═════ Records to process
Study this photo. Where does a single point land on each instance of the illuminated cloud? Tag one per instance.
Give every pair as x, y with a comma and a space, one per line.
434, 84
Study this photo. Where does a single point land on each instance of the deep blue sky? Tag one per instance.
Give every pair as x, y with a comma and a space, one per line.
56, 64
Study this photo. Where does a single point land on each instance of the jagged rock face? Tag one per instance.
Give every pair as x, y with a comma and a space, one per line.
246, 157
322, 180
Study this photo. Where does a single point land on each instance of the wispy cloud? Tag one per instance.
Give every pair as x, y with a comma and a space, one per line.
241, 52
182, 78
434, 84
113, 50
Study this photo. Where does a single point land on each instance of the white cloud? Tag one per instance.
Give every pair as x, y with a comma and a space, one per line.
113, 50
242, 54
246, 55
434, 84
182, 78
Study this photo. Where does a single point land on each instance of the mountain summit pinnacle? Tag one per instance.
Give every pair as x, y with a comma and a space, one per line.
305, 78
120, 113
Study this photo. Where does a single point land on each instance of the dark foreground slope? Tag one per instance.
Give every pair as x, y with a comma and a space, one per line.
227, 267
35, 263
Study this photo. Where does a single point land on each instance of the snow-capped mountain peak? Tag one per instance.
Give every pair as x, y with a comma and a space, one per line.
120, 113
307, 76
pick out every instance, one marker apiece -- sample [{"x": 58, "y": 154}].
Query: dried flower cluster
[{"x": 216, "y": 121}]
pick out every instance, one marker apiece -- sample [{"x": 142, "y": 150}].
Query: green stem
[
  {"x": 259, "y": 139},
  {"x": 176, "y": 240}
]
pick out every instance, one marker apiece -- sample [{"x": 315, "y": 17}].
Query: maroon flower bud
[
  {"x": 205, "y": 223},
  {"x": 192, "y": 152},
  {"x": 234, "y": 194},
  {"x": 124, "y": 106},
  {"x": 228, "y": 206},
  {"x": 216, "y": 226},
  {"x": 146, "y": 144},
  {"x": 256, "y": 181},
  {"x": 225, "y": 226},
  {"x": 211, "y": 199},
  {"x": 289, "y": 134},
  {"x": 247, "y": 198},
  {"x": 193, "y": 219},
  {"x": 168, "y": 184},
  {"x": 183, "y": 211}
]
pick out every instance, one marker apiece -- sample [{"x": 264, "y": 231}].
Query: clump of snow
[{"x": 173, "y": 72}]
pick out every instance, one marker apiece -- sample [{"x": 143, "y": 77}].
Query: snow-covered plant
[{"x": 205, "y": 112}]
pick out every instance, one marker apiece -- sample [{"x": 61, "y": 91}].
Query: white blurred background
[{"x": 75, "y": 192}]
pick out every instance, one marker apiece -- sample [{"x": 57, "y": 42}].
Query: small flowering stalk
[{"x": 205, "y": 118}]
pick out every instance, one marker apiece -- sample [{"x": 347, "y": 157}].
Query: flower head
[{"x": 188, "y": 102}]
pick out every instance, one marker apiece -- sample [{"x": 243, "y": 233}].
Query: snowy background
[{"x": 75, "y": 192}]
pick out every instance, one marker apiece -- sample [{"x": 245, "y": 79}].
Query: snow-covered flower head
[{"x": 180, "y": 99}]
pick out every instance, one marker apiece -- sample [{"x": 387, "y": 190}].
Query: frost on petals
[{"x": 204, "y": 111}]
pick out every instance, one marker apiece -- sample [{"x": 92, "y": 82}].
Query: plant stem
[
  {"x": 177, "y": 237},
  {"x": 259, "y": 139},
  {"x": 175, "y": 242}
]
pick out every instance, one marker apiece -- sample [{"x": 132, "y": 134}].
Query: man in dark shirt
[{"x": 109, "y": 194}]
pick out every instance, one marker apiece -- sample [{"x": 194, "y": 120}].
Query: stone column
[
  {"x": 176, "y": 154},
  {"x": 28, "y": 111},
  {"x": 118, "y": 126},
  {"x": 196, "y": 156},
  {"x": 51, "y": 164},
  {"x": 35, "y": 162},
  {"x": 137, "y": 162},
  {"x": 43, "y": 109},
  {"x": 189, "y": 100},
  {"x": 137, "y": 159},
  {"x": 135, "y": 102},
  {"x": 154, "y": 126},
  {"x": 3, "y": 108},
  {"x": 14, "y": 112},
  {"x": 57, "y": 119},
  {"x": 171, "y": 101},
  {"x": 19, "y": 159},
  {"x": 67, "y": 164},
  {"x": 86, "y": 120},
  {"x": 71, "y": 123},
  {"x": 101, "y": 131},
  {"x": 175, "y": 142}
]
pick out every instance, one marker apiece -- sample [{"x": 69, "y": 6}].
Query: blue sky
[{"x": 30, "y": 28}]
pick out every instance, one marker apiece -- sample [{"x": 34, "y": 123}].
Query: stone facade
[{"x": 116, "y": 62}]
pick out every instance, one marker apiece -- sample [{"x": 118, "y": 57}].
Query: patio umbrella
══════════
Restate the records word for word, leaving nothing out.

## Output of the exercise
Study this photo. Where does a single point land on each instance of the illuminated cloud? Tag one per instance.
Give every pair as x, y with a comma and a space, one per line.
434, 84
Study this photo. Where does a single point land on each instance of the deep blue sky? Tag one per instance.
Give every pair as x, y with a comma and a space, one per line.
56, 64
Study this photo. Where does a single point land on each instance of the jagged rock face? Tag one per instance.
Give every pair as x, y with a comma and a space, one per line.
246, 157
322, 180
Study this photo. Where does a single point land on each instance of the wispy cloud? Tag one per instance.
Give every pair as x, y with a comma and a space, one per line.
241, 52
182, 78
434, 84
113, 50
Study this photo. Where does a single point land on each instance of the white cloud? Tag one per instance.
Give every pair as x, y with a comma and a space, one per line.
113, 50
242, 54
246, 55
434, 84
182, 78
Study this photo. Where does a single point land on each instance of the mountain summit pinnacle? Tag one per instance.
Give every pair as x, y with a comma and a space, one per line.
305, 78
120, 113
Study this photo. Where does a single point land on each instance of the dark foreground slope? Tag one per instance.
Give every pair as x, y with a comma and a space, one per line.
227, 267
35, 263
Study this photo. Where does a single point land on each instance of the snow-capped mountain peak? Tag one per instance.
Give every pair as x, y with a comma and a space, one per line.
120, 113
307, 76
pick out every instance, one marker apiece -- sample [{"x": 58, "y": 154}].
Query: dried flower cluster
[{"x": 216, "y": 121}]
pick out every instance, one marker apiece -- sample [{"x": 142, "y": 150}].
Query: green stem
[
  {"x": 259, "y": 139},
  {"x": 176, "y": 240}
]
pick out every instance, one marker apiece -- sample [{"x": 315, "y": 17}].
Query: maroon flower bud
[
  {"x": 205, "y": 223},
  {"x": 192, "y": 152},
  {"x": 234, "y": 194},
  {"x": 124, "y": 106},
  {"x": 228, "y": 206},
  {"x": 216, "y": 226},
  {"x": 146, "y": 144},
  {"x": 256, "y": 181},
  {"x": 225, "y": 226},
  {"x": 211, "y": 199},
  {"x": 289, "y": 134},
  {"x": 247, "y": 198},
  {"x": 193, "y": 219},
  {"x": 168, "y": 184},
  {"x": 183, "y": 211}
]
pick out every instance, one marker apiece -- sample [{"x": 264, "y": 231}].
Query: clump of snow
[{"x": 173, "y": 72}]
pick out every instance, one marker apiece -- sample [{"x": 143, "y": 77}].
Query: snow-covered plant
[{"x": 205, "y": 112}]
pick out every instance, one marker apiece -- sample [{"x": 61, "y": 91}].
Query: white blurred background
[{"x": 75, "y": 192}]
pick out every instance, one marker apiece -- sample [{"x": 57, "y": 42}].
Query: small flowering stalk
[{"x": 205, "y": 118}]
pick out every instance, one marker apiece -- sample [{"x": 347, "y": 157}].
Query: flower head
[{"x": 188, "y": 102}]
pick out every instance, one marker apiece -- sample [{"x": 243, "y": 233}].
Query: snowy background
[{"x": 75, "y": 192}]
pick out every instance, one marker apiece -- sample [{"x": 245, "y": 79}].
Query: snow-covered flower head
[{"x": 180, "y": 99}]
pick out every instance, one marker apiece -- sample [{"x": 387, "y": 190}].
Query: frost on petals
[{"x": 204, "y": 111}]
pick out every instance, one marker apiece -- sample [{"x": 92, "y": 82}].
Query: plant stem
[
  {"x": 177, "y": 237},
  {"x": 259, "y": 139},
  {"x": 175, "y": 242}
]
pick out every instance, one marker apiece -- sample [{"x": 132, "y": 134}].
Query: man in dark shirt
[{"x": 109, "y": 194}]
pick out every instance, one marker apiece -- sample [{"x": 194, "y": 120}].
Query: stone column
[
  {"x": 176, "y": 154},
  {"x": 28, "y": 111},
  {"x": 118, "y": 126},
  {"x": 196, "y": 156},
  {"x": 51, "y": 164},
  {"x": 35, "y": 162},
  {"x": 137, "y": 162},
  {"x": 43, "y": 109},
  {"x": 189, "y": 100},
  {"x": 137, "y": 159},
  {"x": 135, "y": 102},
  {"x": 154, "y": 126},
  {"x": 3, "y": 108},
  {"x": 14, "y": 112},
  {"x": 57, "y": 119},
  {"x": 171, "y": 101},
  {"x": 19, "y": 159},
  {"x": 67, "y": 164},
  {"x": 86, "y": 120},
  {"x": 71, "y": 123},
  {"x": 101, "y": 131},
  {"x": 175, "y": 142}
]
pick out every instance, one marker apiece -- sample [{"x": 69, "y": 6}].
Query: blue sky
[{"x": 30, "y": 28}]
pick out every instance, one marker apiece -- sample [{"x": 34, "y": 123}].
Query: stone facade
[{"x": 116, "y": 62}]
pick out every instance, one marker apiece -- sample [{"x": 118, "y": 57}].
Query: patio umbrella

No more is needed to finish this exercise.